• _OBJETIVO DEL EJERCICIO_: Reescribe todo el listado poniendo "Put a pin" donde dice "Place a marker", sin cambiar nada más.

• _ENTRADAS DEL LISTADO_:
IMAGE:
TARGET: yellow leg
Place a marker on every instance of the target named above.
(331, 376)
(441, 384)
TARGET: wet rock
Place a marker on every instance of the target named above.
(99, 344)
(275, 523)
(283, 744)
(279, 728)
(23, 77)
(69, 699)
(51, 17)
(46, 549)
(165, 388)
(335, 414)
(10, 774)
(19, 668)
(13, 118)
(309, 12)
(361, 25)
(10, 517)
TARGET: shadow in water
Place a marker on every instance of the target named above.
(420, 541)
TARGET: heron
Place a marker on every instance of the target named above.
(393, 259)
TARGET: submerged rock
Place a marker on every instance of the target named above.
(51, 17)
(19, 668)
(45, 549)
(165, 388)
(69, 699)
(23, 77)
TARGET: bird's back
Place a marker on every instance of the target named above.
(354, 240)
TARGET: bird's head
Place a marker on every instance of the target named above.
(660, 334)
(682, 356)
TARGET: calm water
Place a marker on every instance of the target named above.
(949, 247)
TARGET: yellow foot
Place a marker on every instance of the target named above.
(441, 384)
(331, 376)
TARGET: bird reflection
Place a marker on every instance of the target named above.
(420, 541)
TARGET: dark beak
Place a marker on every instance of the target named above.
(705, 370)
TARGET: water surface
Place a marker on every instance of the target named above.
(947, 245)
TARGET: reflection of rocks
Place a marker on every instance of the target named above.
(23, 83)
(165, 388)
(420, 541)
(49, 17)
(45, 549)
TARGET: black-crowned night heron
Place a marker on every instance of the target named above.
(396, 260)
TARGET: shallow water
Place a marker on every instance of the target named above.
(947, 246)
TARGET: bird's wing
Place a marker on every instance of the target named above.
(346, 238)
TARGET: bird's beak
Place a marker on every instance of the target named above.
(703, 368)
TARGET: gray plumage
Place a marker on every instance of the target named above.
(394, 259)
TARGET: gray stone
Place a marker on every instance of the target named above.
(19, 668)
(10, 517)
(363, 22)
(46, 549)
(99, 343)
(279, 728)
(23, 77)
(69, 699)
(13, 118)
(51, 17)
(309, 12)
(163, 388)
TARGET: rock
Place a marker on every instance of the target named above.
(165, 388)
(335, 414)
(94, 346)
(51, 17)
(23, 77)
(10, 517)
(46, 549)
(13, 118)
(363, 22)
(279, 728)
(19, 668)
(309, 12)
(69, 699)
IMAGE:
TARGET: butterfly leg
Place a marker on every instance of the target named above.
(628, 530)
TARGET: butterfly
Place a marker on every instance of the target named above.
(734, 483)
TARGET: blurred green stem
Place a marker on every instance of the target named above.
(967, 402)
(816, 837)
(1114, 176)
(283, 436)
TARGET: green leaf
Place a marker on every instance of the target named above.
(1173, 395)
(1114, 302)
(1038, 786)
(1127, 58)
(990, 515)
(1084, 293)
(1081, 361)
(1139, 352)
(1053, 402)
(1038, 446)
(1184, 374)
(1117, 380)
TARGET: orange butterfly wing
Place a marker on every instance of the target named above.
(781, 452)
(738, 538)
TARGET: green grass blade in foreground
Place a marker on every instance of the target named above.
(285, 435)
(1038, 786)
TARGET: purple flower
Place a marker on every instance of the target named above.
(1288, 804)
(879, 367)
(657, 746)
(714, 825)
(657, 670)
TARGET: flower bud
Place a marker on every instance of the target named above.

• _RESPUESTA COMPLETA_:
IMAGE:
TARGET: yellow leg
Put a pin on every instance of the target named above.
(331, 376)
(441, 384)
TARGET: wet rock
Put a pin on every instance of the target named above.
(99, 344)
(275, 523)
(283, 744)
(279, 728)
(23, 77)
(69, 699)
(51, 17)
(46, 549)
(165, 388)
(335, 414)
(10, 774)
(19, 668)
(13, 118)
(309, 12)
(361, 25)
(10, 517)
TARGET: shadow in water
Put a pin on every instance of the target named above.
(420, 541)
TARGET: heron
Put a pin on every instance of the target named above.
(393, 259)
TARGET: submerged rock
Put a pin on every instance of the target named above.
(51, 17)
(19, 668)
(45, 549)
(165, 388)
(69, 699)
(23, 77)
TARGET: bird's back
Put a pin on every instance of the target named above.
(354, 240)
TARGET: bird's head
Put a pin on every instance of the target named above.
(660, 334)
(682, 356)
TARGET: calm water
Put a pin on every instance of the target named above.
(949, 247)
TARGET: yellow foot
Put a pin on every instance of the target named above.
(441, 384)
(331, 376)
TARGET: bird reflection
Put a pin on every instance of the target named above.
(420, 541)
TARGET: dark beak
Put a pin on every instance of the target named above.
(705, 370)
TARGET: water surface
Put a pin on every instance of the target named above.
(947, 245)
TARGET: reflection of rocks
Put a pin on every instance of the target named above.
(23, 83)
(165, 388)
(420, 541)
(49, 17)
(45, 549)
TARGET: black-crowned night heron
Put a pin on every instance of the target named above.
(396, 260)
TARGET: shallow water
Put a pin on every instance of the target named above.
(947, 246)
TARGET: bird's wing
Put a pin on every instance of the target named above.
(346, 238)
TARGET: bird's beak
Put a pin on every instance of the target named above.
(703, 368)
TARGET: gray plumage
Put a pin on every instance of the target named above.
(394, 259)
TARGET: gray stone
Put a pin on every instance of the target named above.
(19, 668)
(10, 517)
(363, 22)
(46, 549)
(99, 343)
(279, 728)
(23, 77)
(69, 699)
(13, 118)
(51, 17)
(309, 12)
(163, 388)
TARGET: rock
Put a pin on every instance of the target named above.
(165, 388)
(335, 414)
(94, 346)
(51, 17)
(23, 77)
(10, 517)
(46, 549)
(13, 118)
(363, 22)
(279, 728)
(19, 668)
(309, 12)
(69, 699)
IMAGE:
TARGET: butterfly leg
Put a pin on every instance of the target named above.
(628, 530)
TARGET: butterfly
Put a pin on every instance of the target named above.
(734, 483)
TARGET: blurred green stem
Put a pin on every instance of the target named above.
(967, 402)
(816, 837)
(1114, 176)
(283, 436)
TARGET: green leaf
Put a pin on every instance of the target named above.
(1173, 395)
(1114, 302)
(1038, 786)
(1127, 58)
(990, 515)
(1084, 293)
(1081, 361)
(1139, 352)
(1053, 402)
(1038, 446)
(1184, 374)
(1117, 380)
TARGET: orange butterfly wing
Put a pin on every instance of the target named above.
(781, 452)
(738, 538)
TARGET: green grass blade in foreground
Put a pin on every instance of the target named above.
(285, 435)
(1038, 786)
TARGET: purple flower
Put a pin on every instance of the target named above.
(1288, 804)
(879, 367)
(657, 746)
(714, 825)
(657, 670)
TARGET: flower bud
Put a pin on every instance of the target named above.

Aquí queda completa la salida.